• Exercise requirements: Collect every line in the items below that contains the string "tree", observing case, and copy each such line in full.
Start of Exercise data
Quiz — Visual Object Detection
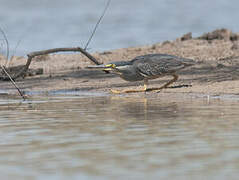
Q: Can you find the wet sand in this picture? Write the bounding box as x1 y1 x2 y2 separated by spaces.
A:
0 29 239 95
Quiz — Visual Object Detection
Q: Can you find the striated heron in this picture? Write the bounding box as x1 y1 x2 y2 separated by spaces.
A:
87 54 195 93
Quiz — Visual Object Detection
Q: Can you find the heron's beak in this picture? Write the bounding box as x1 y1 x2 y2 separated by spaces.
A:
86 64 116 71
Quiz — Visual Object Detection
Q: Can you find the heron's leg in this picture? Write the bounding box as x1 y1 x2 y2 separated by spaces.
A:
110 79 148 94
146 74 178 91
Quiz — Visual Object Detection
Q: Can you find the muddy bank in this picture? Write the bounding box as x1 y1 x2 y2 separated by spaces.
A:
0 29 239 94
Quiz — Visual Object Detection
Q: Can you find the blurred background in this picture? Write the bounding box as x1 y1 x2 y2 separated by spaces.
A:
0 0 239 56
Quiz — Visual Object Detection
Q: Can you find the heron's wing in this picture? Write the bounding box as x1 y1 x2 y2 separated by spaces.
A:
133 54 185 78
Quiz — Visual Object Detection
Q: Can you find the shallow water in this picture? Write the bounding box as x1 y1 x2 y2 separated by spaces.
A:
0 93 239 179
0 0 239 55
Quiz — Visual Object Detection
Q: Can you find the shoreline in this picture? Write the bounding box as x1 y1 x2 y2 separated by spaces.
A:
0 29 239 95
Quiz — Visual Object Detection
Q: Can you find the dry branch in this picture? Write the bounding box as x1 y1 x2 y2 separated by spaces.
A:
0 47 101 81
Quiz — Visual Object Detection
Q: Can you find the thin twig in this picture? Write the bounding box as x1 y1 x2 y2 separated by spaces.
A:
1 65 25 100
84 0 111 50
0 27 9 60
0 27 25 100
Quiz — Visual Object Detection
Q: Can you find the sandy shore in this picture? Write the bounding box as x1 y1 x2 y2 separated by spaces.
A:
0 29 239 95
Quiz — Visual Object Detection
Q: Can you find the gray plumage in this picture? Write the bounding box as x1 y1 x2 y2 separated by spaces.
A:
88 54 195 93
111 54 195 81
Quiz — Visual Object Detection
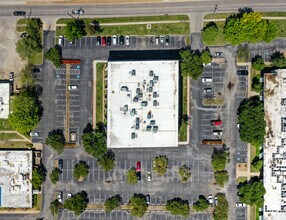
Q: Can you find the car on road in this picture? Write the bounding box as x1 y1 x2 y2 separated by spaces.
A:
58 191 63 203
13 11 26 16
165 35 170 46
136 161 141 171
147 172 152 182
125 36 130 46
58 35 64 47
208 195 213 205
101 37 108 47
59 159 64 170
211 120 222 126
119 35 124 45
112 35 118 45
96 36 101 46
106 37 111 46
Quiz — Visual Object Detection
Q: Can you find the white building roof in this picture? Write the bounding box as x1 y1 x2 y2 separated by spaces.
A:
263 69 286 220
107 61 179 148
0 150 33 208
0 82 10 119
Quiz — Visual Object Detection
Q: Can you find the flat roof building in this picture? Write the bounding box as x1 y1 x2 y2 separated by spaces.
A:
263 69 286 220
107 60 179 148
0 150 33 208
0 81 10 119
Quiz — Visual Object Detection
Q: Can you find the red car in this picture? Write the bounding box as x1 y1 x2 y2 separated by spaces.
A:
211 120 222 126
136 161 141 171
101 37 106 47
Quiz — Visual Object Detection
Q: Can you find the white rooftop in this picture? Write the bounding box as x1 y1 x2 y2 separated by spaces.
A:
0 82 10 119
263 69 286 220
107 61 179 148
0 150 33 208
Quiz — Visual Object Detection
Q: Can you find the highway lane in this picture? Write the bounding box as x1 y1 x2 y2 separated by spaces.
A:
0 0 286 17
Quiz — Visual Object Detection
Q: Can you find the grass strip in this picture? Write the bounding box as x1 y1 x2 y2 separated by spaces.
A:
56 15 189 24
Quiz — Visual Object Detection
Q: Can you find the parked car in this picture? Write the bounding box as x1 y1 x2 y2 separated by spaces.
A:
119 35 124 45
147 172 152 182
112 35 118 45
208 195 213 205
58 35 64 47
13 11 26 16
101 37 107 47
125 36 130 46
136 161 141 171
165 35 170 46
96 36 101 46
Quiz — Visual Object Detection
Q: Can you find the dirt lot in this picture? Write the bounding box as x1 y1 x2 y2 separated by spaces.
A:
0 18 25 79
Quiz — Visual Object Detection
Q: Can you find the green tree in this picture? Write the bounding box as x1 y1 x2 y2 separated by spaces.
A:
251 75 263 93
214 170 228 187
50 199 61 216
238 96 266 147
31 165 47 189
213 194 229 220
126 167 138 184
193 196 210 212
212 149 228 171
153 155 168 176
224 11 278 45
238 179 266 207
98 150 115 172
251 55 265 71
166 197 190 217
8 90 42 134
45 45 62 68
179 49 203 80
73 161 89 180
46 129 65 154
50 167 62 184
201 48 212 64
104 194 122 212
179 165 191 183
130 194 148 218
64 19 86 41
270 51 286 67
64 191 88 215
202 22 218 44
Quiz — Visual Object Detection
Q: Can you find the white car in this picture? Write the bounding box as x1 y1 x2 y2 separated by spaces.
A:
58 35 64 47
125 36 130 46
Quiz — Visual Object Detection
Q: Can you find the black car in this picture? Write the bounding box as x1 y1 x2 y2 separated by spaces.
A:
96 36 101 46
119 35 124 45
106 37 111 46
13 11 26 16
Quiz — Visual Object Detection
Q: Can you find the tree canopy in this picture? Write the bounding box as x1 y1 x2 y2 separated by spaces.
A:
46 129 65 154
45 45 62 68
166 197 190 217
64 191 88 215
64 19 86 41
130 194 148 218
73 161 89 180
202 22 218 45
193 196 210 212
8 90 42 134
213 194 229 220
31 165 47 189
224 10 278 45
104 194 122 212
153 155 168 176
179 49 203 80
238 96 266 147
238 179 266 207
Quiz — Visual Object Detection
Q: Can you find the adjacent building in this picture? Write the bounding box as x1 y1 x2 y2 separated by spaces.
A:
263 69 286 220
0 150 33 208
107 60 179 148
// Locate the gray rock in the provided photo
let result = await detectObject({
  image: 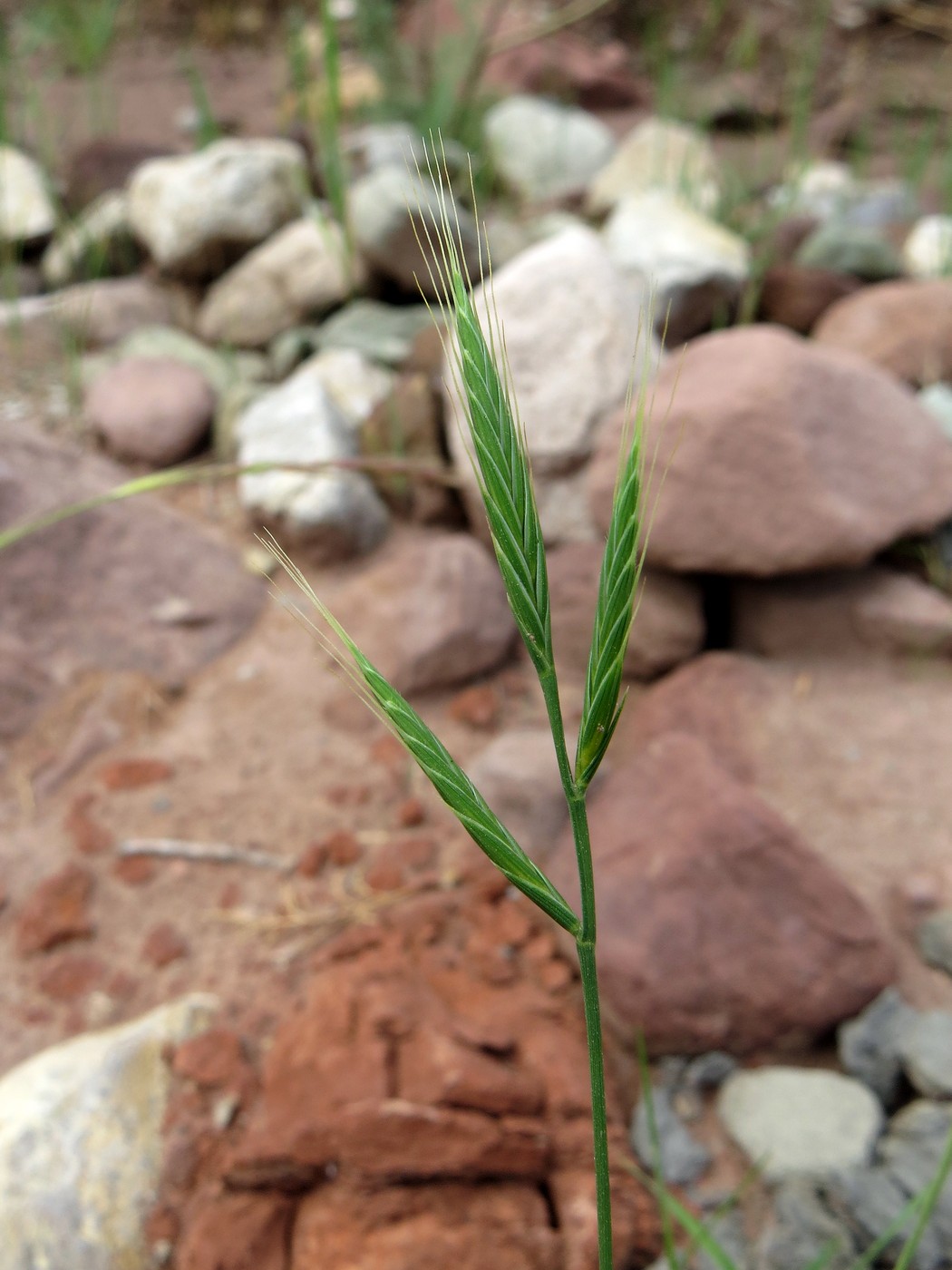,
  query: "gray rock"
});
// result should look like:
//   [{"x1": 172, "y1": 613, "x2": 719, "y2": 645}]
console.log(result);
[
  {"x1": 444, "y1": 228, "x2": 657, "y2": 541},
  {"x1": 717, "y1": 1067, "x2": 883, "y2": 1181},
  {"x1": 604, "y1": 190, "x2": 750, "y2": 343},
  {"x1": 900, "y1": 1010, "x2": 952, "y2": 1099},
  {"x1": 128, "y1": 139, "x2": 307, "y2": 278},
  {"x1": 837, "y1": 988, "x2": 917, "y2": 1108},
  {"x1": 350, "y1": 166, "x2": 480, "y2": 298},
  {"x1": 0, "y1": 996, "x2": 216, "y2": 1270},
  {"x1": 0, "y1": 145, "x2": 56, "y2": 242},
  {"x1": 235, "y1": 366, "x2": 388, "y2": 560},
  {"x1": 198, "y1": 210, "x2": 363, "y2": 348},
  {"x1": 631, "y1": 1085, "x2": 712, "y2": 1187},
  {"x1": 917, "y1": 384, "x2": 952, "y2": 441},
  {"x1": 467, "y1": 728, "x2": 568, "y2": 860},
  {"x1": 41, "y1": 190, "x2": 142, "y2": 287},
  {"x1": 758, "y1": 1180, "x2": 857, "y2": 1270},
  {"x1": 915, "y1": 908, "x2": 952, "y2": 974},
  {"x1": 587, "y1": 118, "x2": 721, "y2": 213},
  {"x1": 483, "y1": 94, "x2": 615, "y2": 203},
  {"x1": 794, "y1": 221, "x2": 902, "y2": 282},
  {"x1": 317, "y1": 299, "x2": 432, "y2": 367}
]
End of Exercise data
Start of Exercise data
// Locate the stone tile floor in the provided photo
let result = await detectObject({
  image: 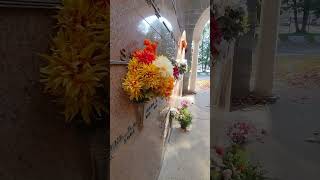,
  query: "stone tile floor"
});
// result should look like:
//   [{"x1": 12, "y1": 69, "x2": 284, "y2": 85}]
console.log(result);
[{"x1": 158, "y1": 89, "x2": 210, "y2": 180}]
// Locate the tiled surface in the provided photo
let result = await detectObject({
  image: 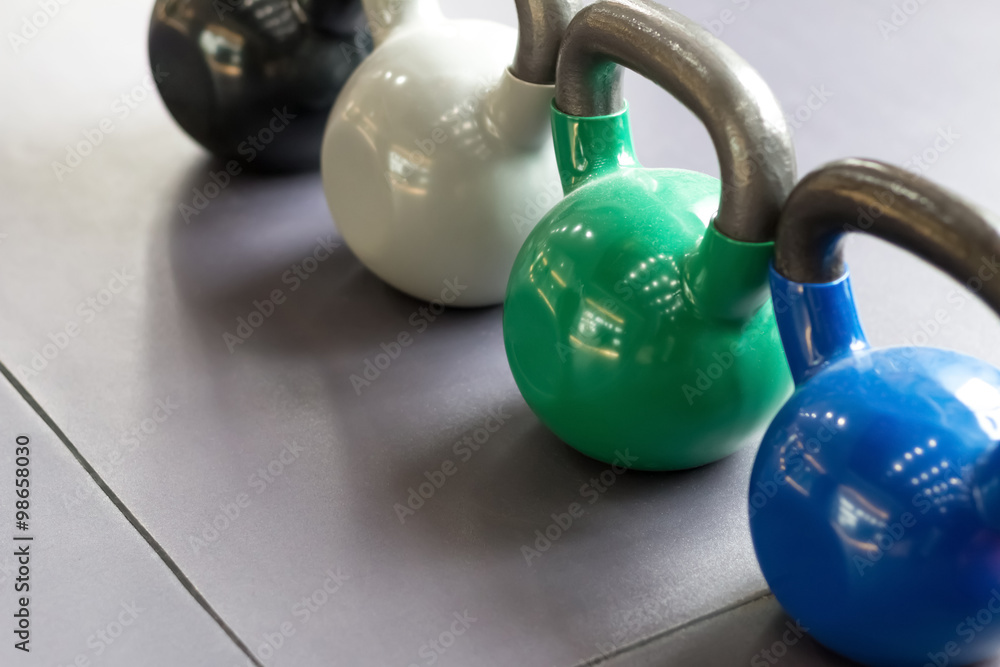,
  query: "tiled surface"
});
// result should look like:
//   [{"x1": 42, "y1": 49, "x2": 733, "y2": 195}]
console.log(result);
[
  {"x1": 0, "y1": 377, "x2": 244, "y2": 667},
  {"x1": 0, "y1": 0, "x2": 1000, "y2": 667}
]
End of Exercise data
• Answer to this task:
Q: Can you find the green tree in this picture? Write the bounding box as x1 y1 x2 y2 separated by spaces.
Q: Can you find the tree canopy in this picture? Write the bounding box as x1 y1 x2 y2 separated by spaces.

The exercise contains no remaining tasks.